▶ [TASK INPUT]:
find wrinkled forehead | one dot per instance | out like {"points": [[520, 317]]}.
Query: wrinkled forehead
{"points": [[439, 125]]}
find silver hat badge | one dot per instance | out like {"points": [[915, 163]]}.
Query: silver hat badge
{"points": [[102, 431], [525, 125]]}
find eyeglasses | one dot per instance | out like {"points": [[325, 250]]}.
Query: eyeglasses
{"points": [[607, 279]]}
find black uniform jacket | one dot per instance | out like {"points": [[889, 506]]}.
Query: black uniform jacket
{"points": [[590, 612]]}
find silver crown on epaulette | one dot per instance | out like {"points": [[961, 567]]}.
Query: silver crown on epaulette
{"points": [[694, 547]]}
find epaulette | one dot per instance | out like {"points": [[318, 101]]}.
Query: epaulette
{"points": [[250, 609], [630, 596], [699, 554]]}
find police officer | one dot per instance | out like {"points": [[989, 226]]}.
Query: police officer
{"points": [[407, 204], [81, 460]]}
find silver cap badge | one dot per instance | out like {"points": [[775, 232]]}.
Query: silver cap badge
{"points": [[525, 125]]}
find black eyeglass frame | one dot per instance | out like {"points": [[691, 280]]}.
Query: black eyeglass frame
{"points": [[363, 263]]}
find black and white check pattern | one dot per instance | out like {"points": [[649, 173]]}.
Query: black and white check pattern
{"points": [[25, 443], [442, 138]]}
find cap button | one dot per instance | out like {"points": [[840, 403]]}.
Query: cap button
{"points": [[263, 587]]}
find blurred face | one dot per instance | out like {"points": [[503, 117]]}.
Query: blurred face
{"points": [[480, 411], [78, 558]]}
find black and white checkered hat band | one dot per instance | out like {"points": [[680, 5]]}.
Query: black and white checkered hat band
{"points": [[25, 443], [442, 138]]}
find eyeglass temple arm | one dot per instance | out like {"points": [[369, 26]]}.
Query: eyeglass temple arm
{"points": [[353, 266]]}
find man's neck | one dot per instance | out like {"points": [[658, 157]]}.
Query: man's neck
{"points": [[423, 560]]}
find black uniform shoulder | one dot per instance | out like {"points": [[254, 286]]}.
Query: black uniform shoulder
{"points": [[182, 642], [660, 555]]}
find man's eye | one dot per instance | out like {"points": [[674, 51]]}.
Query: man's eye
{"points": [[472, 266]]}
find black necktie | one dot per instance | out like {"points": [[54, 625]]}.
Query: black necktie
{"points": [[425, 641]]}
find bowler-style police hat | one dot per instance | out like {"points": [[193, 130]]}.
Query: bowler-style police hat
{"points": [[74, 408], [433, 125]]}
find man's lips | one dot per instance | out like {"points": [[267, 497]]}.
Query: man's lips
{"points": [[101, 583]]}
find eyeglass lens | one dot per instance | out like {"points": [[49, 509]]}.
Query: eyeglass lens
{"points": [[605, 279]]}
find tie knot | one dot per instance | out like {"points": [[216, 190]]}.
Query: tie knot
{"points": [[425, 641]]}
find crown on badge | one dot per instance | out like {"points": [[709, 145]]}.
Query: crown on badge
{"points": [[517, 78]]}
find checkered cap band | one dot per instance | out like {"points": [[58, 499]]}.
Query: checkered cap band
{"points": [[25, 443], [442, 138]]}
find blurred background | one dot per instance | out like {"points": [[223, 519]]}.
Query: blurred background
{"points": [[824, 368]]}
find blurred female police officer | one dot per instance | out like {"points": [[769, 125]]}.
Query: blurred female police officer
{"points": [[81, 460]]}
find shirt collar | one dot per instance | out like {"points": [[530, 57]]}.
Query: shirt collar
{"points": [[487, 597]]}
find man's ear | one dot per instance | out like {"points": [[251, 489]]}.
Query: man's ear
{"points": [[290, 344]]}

▶ [PROBLEM TO WORK ON]: Where the line containing "Query: eyeglass lens" appears, begin a word-for-word copy and carry it through the last line of the listing, leaving out all other lines.

▶ [SOLUTION FOR THIS EXERCISE]:
Query: eyeglass lens
{"points": [[605, 279]]}
find tie knot | one dot per instance | out like {"points": [[216, 190]]}.
Query: tie knot
{"points": [[425, 641]]}
find crown on badge | one dot per instance | out like {"points": [[709, 145]]}.
Query: crown on badge
{"points": [[517, 78]]}
find checkered cap band | one dot per instance | out like {"points": [[58, 499]]}.
Query: checkered cap band
{"points": [[25, 443], [442, 138]]}
find blurred background | one dot per instance | out like {"points": [[223, 519]]}.
Query: blurred background
{"points": [[824, 368]]}
find blurred female police officer | one dot per instance | out like {"points": [[769, 125]]}.
Query: blurred female police officer
{"points": [[81, 460]]}
find shirt collar | one dot per instance | out like {"points": [[530, 57]]}.
Query: shirt collar
{"points": [[487, 597]]}
find man's ear | one dot per instance | out like {"points": [[251, 489]]}.
Query: man's ear
{"points": [[290, 344]]}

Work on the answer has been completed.